● TEKS BACAAN
****

Bisnis.com, JAKARTA – Menteri Hukum dan HAM (Menkumham) Yasonna Laoly akan menandatangani Perjanjian Ekstradisi Indonesia-Singapura, di Bintan, Kepulauan Riau, Selasa (25/1/2022).
Yasonna menjelaskan, ruang lingkup Perjanjian Ekstradisi Indonesia – Singapura adalah kedua negara sepakat untuk melakukan ekstradisi bagi setiap orang yang ditemukan berada di wilayah negara diminta dan dicari oleh negara peminta.
Buronan itu kemudian bisa dibawa ke negara peminta untuk penuntutan atau persidangan atau pelaksanaan hukuman untuk tindak pidana yang dapat diekstradisi.
“Perjanjian Ekstradisi ini akan menciptakan efek gentar (deterrence) bagi pelaku tindak pidana di Indonesia dan Singapura,” ungkap Yasonna, Selasa (25/1/2022).
Selain itu, sambung Yasonna, dengan adanya Perjanjian Ekstradisi Indonesia – Singapura ini akan mempersempit ruang gerak pelaku tindak pidana di Indonesia dalam melarikan diri.
Adapun antara Indonesia dan Singapura telah terikat dalam Perjanjian Bantuan Timbal Balik Masalah Pidana (Mutual Legal Assistance in Criminal Matters/MLA) antara negara anggota ASEAN tahun 2008.
Baca Juga
“Apabila kedua negara dapat dengan segera meratifikasi Perjanjian Ekstradisi yang ditandatangani maka lembaga penegak hukum kedua negara dapat memanfaatkan Perjanjian Ekstradisi ini dalam upaya mencegah dan memberantas tindak pidana yang bersifat lintas batas negara seperti korupsi dan terorisme,” ujarnya.
Delapan Pengemplang BLBI
Pemerintah Indonesia saat ini tengah memburu delapan pengemplang BLBI yang ditengarai telah bermukim di negeri jiran tesebut.
KBRI Singapura bahkan telah mengirim surat panggilan kepada 8 obligor Bantuan Likuiditas Bank Indonesia (BLBI).

****

● BAGIAN DATA
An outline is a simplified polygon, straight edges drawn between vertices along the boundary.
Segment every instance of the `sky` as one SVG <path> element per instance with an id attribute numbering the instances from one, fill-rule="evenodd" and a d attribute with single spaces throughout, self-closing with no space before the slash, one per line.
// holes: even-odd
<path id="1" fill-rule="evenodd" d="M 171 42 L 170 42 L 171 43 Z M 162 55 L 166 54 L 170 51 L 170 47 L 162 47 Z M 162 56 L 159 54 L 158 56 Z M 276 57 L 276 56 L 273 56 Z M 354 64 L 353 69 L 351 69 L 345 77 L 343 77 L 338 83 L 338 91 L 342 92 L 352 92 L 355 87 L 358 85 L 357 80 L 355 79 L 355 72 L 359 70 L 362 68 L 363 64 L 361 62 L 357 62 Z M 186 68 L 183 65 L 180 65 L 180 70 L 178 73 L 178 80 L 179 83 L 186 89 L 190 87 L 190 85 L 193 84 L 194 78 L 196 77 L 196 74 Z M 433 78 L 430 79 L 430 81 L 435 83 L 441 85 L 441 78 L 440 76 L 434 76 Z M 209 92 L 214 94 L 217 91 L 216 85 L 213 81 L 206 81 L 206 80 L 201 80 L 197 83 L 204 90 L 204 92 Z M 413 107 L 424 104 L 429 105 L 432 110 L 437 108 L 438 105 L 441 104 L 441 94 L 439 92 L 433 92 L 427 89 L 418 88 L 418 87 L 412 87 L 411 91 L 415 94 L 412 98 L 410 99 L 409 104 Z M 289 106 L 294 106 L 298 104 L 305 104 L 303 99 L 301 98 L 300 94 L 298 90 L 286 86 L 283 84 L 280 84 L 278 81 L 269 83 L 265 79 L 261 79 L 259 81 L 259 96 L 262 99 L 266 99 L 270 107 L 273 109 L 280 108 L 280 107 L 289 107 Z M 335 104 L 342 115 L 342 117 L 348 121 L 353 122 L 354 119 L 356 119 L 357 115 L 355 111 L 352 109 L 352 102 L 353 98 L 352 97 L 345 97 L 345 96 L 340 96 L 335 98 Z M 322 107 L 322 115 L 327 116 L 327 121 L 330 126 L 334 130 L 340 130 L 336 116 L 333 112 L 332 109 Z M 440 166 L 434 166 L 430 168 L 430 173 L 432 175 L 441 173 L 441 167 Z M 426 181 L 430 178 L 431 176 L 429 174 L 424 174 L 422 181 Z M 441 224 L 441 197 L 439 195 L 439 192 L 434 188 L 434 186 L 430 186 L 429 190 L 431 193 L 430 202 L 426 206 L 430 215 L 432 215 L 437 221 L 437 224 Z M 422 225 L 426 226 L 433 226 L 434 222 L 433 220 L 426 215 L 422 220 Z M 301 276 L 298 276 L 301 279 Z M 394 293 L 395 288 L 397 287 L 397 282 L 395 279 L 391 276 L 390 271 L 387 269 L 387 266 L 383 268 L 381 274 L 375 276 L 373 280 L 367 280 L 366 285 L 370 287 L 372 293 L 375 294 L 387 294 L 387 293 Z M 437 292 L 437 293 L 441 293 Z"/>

****

● KETENTUAN SOAL
Tuliskan persis bagian berita tentang perjanjian ekstradisi itu, mulai dari "Adapun antara Indonesia" dan terus sampai "negeri jiran tesebut.".

● JAWABAN TERTULIS
Adapun antara Indonesia dan Singapura telah terikat dalam Perjanjian Bantuan Timbal Balik Masalah Pidana (Mutual Legal Assistance in Criminal Matters/MLA) antara negara anggota ASEAN tahun 2008.
Baca Juga
“Apabila kedua negara dapat dengan segera meratifikasi Perjanjian Ekstradisi yang ditandatangani maka lembaga penegak hukum kedua negara dapat memanfaatkan Perjanjian Ekstradisi ini dalam upaya mencegah dan memberantas tindak pidana yang bersifat lintas batas negara seperti korupsi dan terorisme,” ujarnya.
Delapan Pengemplang BLBI
Pemerintah Indonesia saat ini tengah memburu delapan pengemplang BLBI yang ditengarai telah bermukim di negeri jiran tesebut.